PROBLEM REQUIREMENTS: Copy the result of filtering the entries below for lines that include the string "photo".

SOURCE RECORDS:

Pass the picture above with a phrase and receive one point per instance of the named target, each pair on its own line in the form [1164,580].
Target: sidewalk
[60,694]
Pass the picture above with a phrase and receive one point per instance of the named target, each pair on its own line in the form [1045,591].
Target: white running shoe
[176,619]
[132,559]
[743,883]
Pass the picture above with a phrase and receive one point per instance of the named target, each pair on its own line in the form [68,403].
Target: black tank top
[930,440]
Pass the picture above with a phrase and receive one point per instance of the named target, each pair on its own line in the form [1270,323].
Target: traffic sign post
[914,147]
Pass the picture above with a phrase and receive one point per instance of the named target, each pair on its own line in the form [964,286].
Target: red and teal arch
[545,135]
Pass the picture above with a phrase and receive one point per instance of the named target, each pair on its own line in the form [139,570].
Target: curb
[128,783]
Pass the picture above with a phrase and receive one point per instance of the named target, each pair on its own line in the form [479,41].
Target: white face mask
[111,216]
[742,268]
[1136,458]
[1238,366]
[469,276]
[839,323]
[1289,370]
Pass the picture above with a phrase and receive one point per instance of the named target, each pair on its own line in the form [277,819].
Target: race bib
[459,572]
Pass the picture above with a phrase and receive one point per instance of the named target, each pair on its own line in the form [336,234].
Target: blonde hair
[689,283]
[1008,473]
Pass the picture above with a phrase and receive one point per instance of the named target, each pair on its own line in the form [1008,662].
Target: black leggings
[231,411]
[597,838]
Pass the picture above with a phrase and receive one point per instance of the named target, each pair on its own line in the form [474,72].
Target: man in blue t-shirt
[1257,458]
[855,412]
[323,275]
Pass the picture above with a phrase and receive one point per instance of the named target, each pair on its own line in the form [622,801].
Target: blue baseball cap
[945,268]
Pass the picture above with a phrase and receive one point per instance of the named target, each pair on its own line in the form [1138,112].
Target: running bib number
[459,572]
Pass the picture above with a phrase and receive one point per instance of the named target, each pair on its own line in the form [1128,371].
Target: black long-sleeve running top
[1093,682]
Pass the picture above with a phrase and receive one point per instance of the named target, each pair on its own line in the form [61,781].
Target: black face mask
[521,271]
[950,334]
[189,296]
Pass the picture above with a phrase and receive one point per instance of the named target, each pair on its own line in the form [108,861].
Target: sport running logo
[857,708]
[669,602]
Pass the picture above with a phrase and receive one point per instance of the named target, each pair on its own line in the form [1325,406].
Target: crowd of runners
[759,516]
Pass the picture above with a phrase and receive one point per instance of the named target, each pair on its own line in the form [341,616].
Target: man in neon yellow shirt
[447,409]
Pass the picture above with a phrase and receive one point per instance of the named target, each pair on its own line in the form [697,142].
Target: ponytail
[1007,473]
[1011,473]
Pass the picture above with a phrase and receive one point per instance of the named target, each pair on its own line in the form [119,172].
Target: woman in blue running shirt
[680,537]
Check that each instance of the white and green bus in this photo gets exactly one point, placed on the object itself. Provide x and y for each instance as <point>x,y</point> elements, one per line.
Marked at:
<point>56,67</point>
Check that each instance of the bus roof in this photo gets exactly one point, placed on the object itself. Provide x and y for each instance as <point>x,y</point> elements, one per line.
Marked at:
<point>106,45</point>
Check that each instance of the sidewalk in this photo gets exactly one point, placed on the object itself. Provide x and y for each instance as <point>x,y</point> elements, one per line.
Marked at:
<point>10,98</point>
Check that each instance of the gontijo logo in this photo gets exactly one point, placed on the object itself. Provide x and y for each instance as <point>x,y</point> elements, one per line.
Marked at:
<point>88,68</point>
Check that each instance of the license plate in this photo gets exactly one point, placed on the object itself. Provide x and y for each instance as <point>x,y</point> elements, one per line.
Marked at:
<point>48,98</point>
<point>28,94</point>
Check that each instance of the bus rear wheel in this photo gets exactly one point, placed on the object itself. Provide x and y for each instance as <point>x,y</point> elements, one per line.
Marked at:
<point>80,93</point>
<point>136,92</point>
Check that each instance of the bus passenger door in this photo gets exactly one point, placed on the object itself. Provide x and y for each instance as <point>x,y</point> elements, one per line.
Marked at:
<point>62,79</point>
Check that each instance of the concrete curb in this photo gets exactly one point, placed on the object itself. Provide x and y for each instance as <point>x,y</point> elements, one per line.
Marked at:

TASK SOLUTION:
Check that each instance of the white and green bus in this photo gets exactly one point, placed on the object itself. Provide x and y for each instance as <point>x,y</point> elements, one per line.
Check that each instance of the bus roof in this photo gets exactly one point, placed on the object itself. Provide x and y for each instance as <point>x,y</point> elements, one per line.
Check that each instance of the sidewalk in this photo gets exactly one point, placed on the object itself. Provide x and y for each instance as <point>x,y</point> elements, one per line.
Check that each instance of the gontijo logo in this photo gets exactly one point, placed on the object itself. Provide x and y for each instance as <point>x,y</point> elements, one per line.
Check that each instance of the license plate in this photo gets exactly one point, placed on the object itself. Provide x and y for each instance as <point>x,y</point> elements, one per line.
Check that each instance of the bus rear wheel in this photo gets exactly one point, placed on the object itself. Provide x and y for each instance as <point>x,y</point> elements, one per line.
Check that each instance of the bus passenger door in this photo gets exactly one point, placed on the object itself. Provide x and y for each instance as <point>x,y</point> elements, one per line.
Check that each instance of the concrete curb in this photo gets exactly one point, placed on the object itself. Provide x and y for each instance as <point>x,y</point> elements, one per line.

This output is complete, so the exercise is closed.